- _Reading passage_
▬▬▬▬▬▬▬▬▬▬
The bootstrap cannot live inside aiutils, because a directly executed script must add ai/src before importing aiutils. A script-local helper under ai/scripts/_script_bootstrap.py keeps the import timing correct while giving future AI scripts one documented pattern.
Decision Input¶
Add bootstrap_ai_script(__file__) with explicit options for repo root, ai/scripts, and vmaf-tune import roots. Migrate the current batch materializers and the refreshed K150K/table provenance scripts that already write durable manifests, then document the rule in ai/AGENTS.md, ai/src/aiutils/AGENTS.md, docs/ai/training.md, and the /ai-run-manifest skill.
▬▬▬▬▬▬▬▬▬▬
- _Record list_
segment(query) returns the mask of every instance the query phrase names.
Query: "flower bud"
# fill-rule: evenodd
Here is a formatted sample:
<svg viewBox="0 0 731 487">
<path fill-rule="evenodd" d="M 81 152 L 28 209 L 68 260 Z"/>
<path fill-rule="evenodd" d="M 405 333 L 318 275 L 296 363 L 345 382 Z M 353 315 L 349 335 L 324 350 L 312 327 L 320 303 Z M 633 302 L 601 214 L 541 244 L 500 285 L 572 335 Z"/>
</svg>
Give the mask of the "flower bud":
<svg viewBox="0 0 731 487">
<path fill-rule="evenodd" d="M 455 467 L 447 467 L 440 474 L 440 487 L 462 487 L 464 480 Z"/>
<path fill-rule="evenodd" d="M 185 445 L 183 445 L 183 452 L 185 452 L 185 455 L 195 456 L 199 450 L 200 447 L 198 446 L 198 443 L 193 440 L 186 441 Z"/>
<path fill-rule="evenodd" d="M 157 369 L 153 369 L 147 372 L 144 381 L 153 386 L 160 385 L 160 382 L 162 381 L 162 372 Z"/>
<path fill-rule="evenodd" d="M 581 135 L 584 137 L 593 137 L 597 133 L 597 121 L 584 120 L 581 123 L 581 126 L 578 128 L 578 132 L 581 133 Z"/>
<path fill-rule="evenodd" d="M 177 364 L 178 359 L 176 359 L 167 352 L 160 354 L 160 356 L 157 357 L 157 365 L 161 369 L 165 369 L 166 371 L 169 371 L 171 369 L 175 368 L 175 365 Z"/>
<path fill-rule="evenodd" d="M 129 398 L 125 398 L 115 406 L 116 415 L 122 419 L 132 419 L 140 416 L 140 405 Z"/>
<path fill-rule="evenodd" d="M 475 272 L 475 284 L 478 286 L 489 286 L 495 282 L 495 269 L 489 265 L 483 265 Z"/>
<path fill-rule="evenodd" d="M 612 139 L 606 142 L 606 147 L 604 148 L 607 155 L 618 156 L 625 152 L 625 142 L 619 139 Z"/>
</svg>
▬▬▬▬▬▬▬▬▬▬
- _Goals_
a) In the script bootstrap passage, why can't the bootstrap live inside aiutils?
b) Write out the stretch of the script bootstrap passage from "The bootstrap cannot" through "one documented pattern.".
c) Continue the script bootstrap passage from where it stops.

- _Expected results_
a) A directly executed script must add ai/src before importing aiutils.

b)
The bootstrap cannot live inside aiutils, because a directly executed script must add ai/src before importing aiutils. A script-local helper under ai/scripts/_script_bootstrap.py keeps the import timing correct while giving future AI scripts one documented pattern.

c)
Reproducer / Smoke¶
.venv/bin/python -m pytest \
ai/tests/test_script_bootstrap.py \
ai/tests/test_extract_k150k_features.py \
ai/tests/test_extract_k150k_perf.py \
ai/tests/test_enrich_k150k_parquet_metadata.py \
ai/tests/test_combine_full_feature_parquets.py \
ai/tests/test_batch_materialize_saliency_features.py \
ai/tests/test_batch_materialize_second_opinion_features.py \
ai/tests/test_batch_materialize_mos_labels.py -q
Limits¶
This does not rewrite every AI script with historical sys.path setup. The first batch covers scripts on the active manifest/materializer stack and the live K150K refresh path. The remaining scripts can migrate in follow-up sweeps as their owning package areas are touched.